● **WRITTEN EXERCISE**:
Rewrite all the data below, putting "image" wherever "photo" appears and keeping everything else the same. Leave the pictures out of your answer.

Dataset records about object locations

_ _ _ _ _

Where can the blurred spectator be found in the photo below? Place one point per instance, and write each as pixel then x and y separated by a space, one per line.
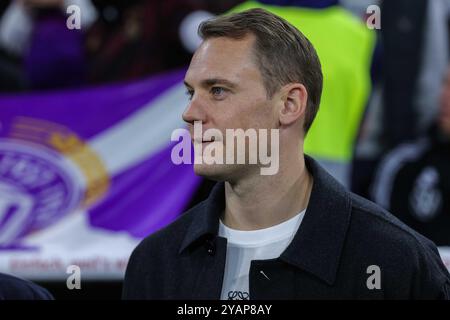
pixel 345 47
pixel 413 181
pixel 414 52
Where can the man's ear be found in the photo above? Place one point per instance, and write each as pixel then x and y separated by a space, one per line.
pixel 294 99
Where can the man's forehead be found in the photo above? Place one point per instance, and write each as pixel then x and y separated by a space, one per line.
pixel 222 58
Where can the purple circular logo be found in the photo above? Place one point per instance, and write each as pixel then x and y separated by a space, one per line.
pixel 38 186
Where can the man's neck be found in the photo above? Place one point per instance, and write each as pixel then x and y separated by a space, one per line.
pixel 263 201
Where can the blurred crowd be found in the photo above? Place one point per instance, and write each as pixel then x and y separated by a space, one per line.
pixel 401 150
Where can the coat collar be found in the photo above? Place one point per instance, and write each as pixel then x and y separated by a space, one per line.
pixel 317 246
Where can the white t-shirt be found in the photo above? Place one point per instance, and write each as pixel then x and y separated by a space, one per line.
pixel 245 246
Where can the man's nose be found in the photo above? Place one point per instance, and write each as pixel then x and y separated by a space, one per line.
pixel 194 112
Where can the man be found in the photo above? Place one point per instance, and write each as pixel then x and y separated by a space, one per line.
pixel 413 180
pixel 295 234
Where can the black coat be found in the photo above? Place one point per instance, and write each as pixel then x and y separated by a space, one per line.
pixel 341 236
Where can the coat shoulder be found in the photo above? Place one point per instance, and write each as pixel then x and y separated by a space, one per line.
pixel 13 288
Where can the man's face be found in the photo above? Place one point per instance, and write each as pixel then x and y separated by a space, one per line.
pixel 227 92
pixel 444 111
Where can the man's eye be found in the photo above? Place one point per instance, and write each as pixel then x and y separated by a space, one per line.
pixel 218 92
pixel 190 93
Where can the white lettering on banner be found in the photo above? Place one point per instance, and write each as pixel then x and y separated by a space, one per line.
pixel 374 19
pixel 74 20
pixel 74 280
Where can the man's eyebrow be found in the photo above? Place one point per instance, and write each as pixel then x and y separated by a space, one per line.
pixel 213 81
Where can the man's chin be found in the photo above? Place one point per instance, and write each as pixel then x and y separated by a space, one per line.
pixel 215 172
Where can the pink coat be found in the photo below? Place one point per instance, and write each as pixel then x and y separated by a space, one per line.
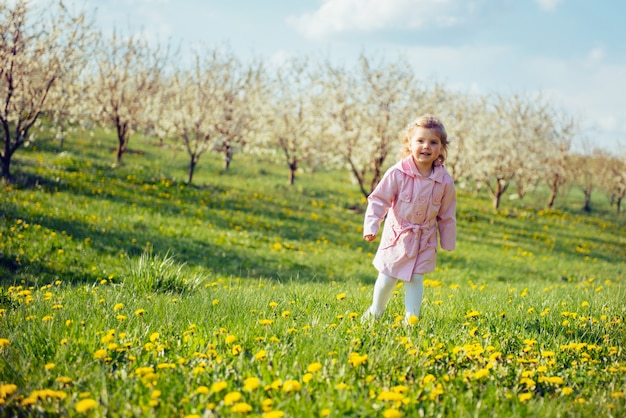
pixel 415 208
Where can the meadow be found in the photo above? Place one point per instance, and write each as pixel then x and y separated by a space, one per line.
pixel 127 292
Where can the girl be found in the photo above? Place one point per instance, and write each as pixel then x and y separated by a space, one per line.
pixel 418 197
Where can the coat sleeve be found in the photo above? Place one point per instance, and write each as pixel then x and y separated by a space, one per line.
pixel 446 219
pixel 379 202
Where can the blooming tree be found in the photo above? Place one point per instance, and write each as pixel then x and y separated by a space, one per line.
pixel 238 109
pixel 555 170
pixel 198 100
pixel 37 53
pixel 289 116
pixel 128 73
pixel 368 106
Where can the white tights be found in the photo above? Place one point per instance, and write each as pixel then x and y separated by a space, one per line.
pixel 383 288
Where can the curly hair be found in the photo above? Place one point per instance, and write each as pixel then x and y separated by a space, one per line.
pixel 429 122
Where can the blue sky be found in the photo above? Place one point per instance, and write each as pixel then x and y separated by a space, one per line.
pixel 574 51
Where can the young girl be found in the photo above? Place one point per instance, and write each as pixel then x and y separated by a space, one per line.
pixel 417 196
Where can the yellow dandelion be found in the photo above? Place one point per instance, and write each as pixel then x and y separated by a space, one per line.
pixel 472 314
pixel 314 367
pixel 85 405
pixel 392 413
pixel 100 354
pixel 218 386
pixel 356 359
pixel 481 374
pixel 241 407
pixel 261 355
pixel 390 396
pixel 231 398
pixel 292 386
pixel 273 414
pixel 251 383
pixel 202 390
pixel 7 389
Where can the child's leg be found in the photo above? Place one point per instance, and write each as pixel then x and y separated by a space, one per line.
pixel 383 288
pixel 414 290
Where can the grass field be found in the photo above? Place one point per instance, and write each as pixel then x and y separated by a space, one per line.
pixel 126 292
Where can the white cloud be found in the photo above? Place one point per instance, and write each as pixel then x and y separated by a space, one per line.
pixel 336 16
pixel 548 5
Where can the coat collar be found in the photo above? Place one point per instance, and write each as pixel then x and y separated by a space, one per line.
pixel 407 166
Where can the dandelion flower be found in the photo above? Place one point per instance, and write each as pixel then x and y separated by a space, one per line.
pixel 85 405
pixel 392 413
pixel 251 383
pixel 202 390
pixel 7 389
pixel 390 396
pixel 273 414
pixel 313 367
pixel 261 355
pixel 412 320
pixel 99 354
pixel 231 398
pixel 218 386
pixel 241 407
pixel 356 359
pixel 292 386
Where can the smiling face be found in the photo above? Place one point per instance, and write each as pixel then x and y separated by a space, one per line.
pixel 425 146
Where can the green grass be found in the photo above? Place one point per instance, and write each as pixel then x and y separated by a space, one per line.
pixel 127 287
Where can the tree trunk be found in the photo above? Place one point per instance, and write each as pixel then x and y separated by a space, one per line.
pixel 292 173
pixel 192 168
pixel 228 157
pixel 6 168
pixel 122 142
pixel 553 192
pixel 587 205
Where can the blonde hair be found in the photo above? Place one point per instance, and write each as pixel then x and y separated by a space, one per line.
pixel 429 122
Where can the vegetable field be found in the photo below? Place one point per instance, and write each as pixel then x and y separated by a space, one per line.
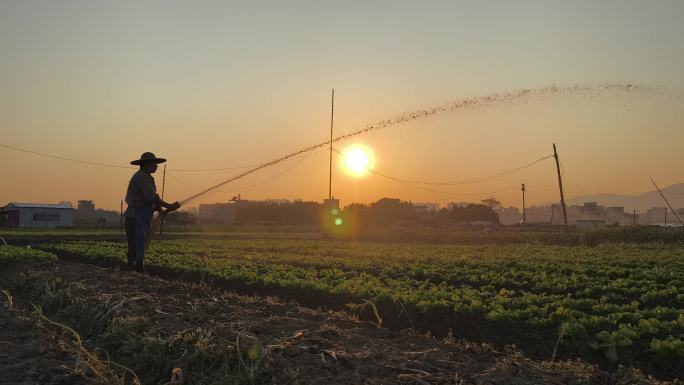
pixel 609 304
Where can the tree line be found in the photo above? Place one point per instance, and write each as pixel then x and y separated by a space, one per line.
pixel 385 211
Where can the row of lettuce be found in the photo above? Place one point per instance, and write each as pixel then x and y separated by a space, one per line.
pixel 623 301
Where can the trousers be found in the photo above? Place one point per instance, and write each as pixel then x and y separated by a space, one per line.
pixel 137 230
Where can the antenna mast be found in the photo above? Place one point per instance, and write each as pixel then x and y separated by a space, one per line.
pixel 332 115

_ _ _ _ _

● **TASK ANSWER**:
Where can the blurred spectator be found in the image below? Place one point per instance, and write each as pixel then x and y separated by a space, one per line.
pixel 345 47
pixel 413 181
pixel 414 52
Where can the man's ear be found in the image above? Place one point per instance, and write each as pixel then x and y separated by a space, one per line.
pixel 294 99
Where can the man's forehead be found in the image above? Place one point per instance, and write each as pixel then x and y separated by a space, one per line.
pixel 222 58
Where can the purple circular logo be found in the image above? Place one point per instance, and write each as pixel then x and y separated by a space, one per line.
pixel 38 186
Where can the man's neck be found in the image above? Place one point per instance, and write each as pixel then x and y separated by a space, one per line.
pixel 263 201
Where can the blurred crowd be found in the image above? Place one point per instance, and write each as pixel then x and y separated by a space, one per line.
pixel 401 150
Where can the coat collar be found in the image above? Place one point per instance, and write each as pixel then x and y separated by a space, one per line.
pixel 317 246
Where can the white t-shirt be found in the image above? Place one point per instance, and write each as pixel then x and y separated by a space, one per line.
pixel 245 246
Where can the man's nose be found in the image above? Place one point per instance, and write each as pixel then x and y separated by a space, one per line.
pixel 194 112
Where can the man be found in the image above? Place one point per instance, and write each as pixel then x and y separated by a space, one per line.
pixel 413 180
pixel 295 234
Where can the black coat be found in the image above? Place one point per instance, and write each as pixel then x and y separated by a space, one per line.
pixel 341 236
Where can the coat shoulder be found in the image above? Place one point per instance, and write each as pixel then x and y separated by a space, one per line.
pixel 13 288
Where can the man's face be found in the image above? Place one point per instance, and write each as pixel then x and y separated by a space, one per line.
pixel 227 92
pixel 444 111
Where can the man's eye be found in the image above? Place one point per instance, and write each as pixel then x and y separated by a space, one per line.
pixel 218 92
pixel 190 93
Where can the white lettering on banner be found in the image above? Place one point per instance, and write each as pixel then x and y separated by a space, one per line.
pixel 374 19
pixel 74 20
pixel 74 280
Where can the man's eyebrow be found in the image above? Place one point per instance, and write each as pixel then x and y separated by a space, one per line.
pixel 213 81
Where can the man's chin be found in the image above? Place one point per instance, and write each as pixel then x and y separated by a space, one per line.
pixel 215 172
Where can the pink coat be found in the image below? Place one point per instance, and write each as pixel then x and y separated by a space, one per line.
pixel 415 208
Where can the meadow be found in the image above? Place one point per instance, and write each as pixel then x and y separated by a space, one per line.
pixel 127 292
Where can the girl be found in the image above? Place one point per instance, and write each as pixel then x and y separated by a space, one per line.
pixel 418 197
Where can the coat sleeve be found in the image above? Place one point per instance, and write each as pixel then x and y separated by a space, one per line.
pixel 446 219
pixel 379 202
Where can the blooming tree be found in the image above? Place one point per instance, and write each as pixel then x and y separated by a space, one per line.
pixel 238 109
pixel 555 170
pixel 198 100
pixel 37 53
pixel 289 116
pixel 128 73
pixel 368 106
Where can the white tights be found in the image above? Place one point per instance, and write each as pixel then x and y separated by a space, one per line.
pixel 383 288
Where can the curly hair be found in the image above? Place one point per instance, and write each as pixel then x and y separated by a space, one per line.
pixel 429 122
Where can the blue sky be found in the image above? Place one point per instance, and write each as pixel then x and y separated by a space, one per line.
pixel 574 51
Where can the young girl be found in the image above? Place one point per instance, and write each as pixel then x and y separated by a space, one per line.
pixel 417 196
Where can the yellow dandelion be found in the image above? Place one point per instance, and write each as pixel then x and y separated by a space, one per line.
pixel 472 314
pixel 314 367
pixel 85 405
pixel 392 413
pixel 100 354
pixel 218 386
pixel 356 359
pixel 481 374
pixel 241 407
pixel 261 355
pixel 390 396
pixel 231 398
pixel 292 386
pixel 273 414
pixel 251 383
pixel 202 390
pixel 7 389
Where can the child's leg be found in the image above? Place one point per instance, and write each as pixel then x and y separated by a space, one per line.
pixel 383 288
pixel 414 290
Where can the grass field be found in the image above? Place one point per instance, and write each as pixel then x and y separated by a space, one per line.
pixel 126 292
Where can the white cloud be found in the image above? Place one point per instance, and write each as pixel then x and y separated by a space, one per line.
pixel 336 16
pixel 548 5
Where can the coat collar be found in the image above? Place one point per instance, and write each as pixel then x and y separated by a space, one per line.
pixel 407 166
Where can the dandelion flower be found in the image above? Place one point per instance, and write each as pixel then x and y separated by a space, one per line.
pixel 85 405
pixel 392 413
pixel 251 383
pixel 202 390
pixel 7 389
pixel 390 396
pixel 273 414
pixel 313 367
pixel 261 355
pixel 412 320
pixel 99 354
pixel 231 398
pixel 218 386
pixel 241 407
pixel 356 359
pixel 292 386
Where can the smiling face be found in the image above? Place one point per instance, and write each as pixel then x and y separated by a space, one per line.
pixel 425 146
Where can the green grass be found in the image above? Place one point per instance, and write each as pixel then x and y separated by a space, one per line.
pixel 127 287
Where can the tree trunk be found in the image above? Place one point per instance, and write each as pixel then x and y separated by a space, one per line.
pixel 292 173
pixel 192 168
pixel 228 157
pixel 6 168
pixel 122 142
pixel 553 192
pixel 587 205
Where can the blonde hair be found in the image above? Place one point per instance, and write each as pixel then x and y separated by a space, one per line.
pixel 429 122
Where can the vegetable field be found in the image below? Place one point per instance, and write each as pixel then x and y separated by a space, one per line.
pixel 609 304
Where can the tree line be found in the image above? Place one point per instance, and write each as pixel then x and y separated by a space, one per line.
pixel 385 211
Where can the row of lettuce be found in the image above? Place one point per instance, and write each as pixel then x and y separated by a space, one per line.
pixel 623 301
Where can the trousers be found in the image above? Place one point per instance, and write each as pixel then x and y separated by a space, one per line.
pixel 137 230
Where can the antenna mast be found in the image above? Place one point per instance, and write each as pixel then x and y separated by a space, one per line.
pixel 332 115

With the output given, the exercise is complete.